INSTRUCTIONS TO FOLLOW - List each line in the material below that contains the string "metal". Treat uppercase and lowercase as different.
___ PROVIDED RECORDS
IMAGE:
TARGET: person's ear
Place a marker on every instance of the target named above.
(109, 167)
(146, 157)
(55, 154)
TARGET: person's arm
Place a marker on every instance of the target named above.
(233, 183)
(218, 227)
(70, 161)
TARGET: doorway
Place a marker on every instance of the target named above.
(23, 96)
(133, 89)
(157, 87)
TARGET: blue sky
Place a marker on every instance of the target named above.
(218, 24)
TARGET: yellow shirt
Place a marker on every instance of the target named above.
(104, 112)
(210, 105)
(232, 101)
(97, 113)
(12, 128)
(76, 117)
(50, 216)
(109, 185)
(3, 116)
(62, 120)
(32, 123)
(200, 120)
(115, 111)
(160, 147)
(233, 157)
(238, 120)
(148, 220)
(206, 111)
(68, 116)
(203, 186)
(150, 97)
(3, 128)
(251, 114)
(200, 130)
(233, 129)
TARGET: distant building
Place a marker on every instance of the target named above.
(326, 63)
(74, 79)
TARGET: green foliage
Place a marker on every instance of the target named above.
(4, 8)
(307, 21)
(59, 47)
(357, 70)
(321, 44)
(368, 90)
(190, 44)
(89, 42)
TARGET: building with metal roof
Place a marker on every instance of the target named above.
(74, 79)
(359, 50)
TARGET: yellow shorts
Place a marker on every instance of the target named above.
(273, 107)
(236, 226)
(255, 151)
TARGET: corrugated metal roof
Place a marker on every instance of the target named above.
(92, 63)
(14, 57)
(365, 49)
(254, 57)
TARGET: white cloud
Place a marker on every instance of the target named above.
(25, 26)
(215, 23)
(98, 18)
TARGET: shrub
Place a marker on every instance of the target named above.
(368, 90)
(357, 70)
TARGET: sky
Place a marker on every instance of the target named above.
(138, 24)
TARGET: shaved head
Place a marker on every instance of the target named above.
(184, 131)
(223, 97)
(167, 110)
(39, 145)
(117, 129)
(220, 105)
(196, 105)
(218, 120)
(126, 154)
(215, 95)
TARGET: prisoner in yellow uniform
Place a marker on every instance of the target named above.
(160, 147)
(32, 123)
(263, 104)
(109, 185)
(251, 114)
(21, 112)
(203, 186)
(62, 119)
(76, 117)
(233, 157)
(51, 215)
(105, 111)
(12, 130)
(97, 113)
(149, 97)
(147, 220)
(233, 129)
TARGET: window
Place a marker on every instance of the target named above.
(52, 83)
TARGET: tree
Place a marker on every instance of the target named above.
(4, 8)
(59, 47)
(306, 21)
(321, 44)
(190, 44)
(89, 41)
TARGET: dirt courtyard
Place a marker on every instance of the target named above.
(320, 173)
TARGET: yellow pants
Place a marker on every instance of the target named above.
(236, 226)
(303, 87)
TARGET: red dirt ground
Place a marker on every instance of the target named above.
______
___ PROVIDED RECORDS
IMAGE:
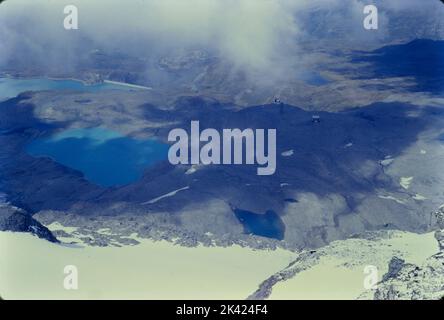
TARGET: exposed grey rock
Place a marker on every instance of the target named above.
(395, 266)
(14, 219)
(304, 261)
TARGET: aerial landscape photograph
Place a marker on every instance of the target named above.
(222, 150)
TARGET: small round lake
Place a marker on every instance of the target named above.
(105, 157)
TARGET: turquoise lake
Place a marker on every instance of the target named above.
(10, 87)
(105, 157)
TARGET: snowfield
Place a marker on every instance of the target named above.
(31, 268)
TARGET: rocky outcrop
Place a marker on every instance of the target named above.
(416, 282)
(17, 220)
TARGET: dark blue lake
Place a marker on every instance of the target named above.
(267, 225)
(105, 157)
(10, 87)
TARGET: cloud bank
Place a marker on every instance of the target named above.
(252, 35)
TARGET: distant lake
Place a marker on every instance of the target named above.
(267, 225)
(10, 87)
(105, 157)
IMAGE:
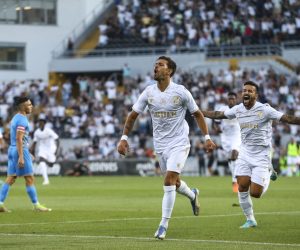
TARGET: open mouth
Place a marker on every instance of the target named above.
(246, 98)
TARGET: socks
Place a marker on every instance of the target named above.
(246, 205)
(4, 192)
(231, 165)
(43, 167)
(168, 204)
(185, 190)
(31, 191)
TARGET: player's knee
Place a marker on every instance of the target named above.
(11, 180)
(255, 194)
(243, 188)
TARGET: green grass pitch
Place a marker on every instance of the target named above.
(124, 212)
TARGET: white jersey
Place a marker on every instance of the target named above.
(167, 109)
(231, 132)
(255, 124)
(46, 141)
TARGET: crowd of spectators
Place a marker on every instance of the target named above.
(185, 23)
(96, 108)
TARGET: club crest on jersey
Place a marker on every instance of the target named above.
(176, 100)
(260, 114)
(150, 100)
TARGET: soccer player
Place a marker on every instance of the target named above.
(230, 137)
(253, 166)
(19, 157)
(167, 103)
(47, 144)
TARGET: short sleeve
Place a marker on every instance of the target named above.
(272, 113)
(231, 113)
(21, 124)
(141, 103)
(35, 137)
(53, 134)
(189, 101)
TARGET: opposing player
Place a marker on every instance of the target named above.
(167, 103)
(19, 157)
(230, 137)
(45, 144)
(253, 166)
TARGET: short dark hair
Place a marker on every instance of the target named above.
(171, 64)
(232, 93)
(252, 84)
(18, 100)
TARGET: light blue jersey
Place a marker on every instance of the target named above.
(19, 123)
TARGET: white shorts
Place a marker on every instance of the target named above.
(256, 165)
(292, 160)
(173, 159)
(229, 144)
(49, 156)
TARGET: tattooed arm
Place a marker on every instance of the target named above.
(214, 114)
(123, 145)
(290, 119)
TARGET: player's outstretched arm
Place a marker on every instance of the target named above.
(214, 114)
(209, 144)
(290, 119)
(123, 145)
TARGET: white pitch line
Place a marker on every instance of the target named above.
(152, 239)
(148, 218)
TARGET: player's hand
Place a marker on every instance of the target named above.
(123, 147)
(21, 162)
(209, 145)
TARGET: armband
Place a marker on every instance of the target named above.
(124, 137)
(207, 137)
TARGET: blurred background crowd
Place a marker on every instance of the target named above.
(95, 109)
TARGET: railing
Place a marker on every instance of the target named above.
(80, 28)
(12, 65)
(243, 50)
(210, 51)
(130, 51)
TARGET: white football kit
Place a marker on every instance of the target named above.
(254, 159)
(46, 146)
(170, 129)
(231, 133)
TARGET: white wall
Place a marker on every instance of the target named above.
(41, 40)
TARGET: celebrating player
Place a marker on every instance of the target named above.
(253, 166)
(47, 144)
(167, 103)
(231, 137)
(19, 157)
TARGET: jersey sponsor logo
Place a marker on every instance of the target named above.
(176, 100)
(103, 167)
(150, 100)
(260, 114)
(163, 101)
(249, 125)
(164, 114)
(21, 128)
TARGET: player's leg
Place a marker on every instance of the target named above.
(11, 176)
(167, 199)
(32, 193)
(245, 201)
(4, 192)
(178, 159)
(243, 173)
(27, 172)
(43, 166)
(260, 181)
______
___ PROVIDED RECORDS
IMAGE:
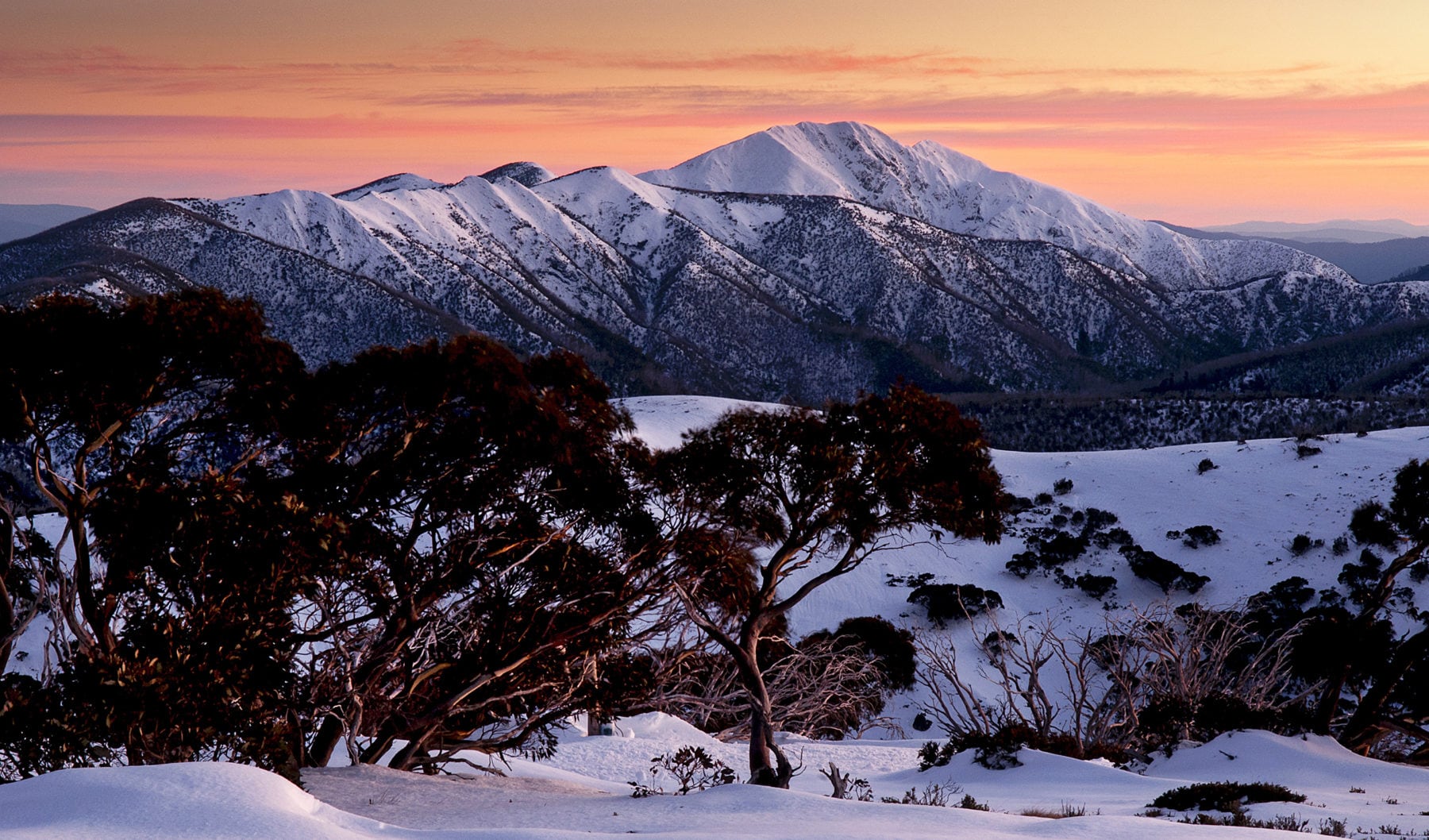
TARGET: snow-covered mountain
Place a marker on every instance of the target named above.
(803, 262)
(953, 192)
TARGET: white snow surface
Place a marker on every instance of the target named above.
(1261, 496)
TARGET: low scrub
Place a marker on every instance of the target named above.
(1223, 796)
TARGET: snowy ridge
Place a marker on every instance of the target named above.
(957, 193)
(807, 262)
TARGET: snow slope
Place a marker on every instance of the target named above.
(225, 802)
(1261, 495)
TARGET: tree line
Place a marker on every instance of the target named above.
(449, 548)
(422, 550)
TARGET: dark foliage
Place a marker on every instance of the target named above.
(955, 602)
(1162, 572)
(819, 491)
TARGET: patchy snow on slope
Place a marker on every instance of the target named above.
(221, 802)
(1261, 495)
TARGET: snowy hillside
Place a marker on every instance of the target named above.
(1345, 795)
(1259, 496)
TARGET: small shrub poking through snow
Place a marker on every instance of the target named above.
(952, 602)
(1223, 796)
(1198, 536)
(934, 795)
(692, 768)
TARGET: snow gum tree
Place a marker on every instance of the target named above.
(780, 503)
______
SOLUTION TO THE EXERCISE -
TARGET: building with metal roof
TARGET: corrugated metal roof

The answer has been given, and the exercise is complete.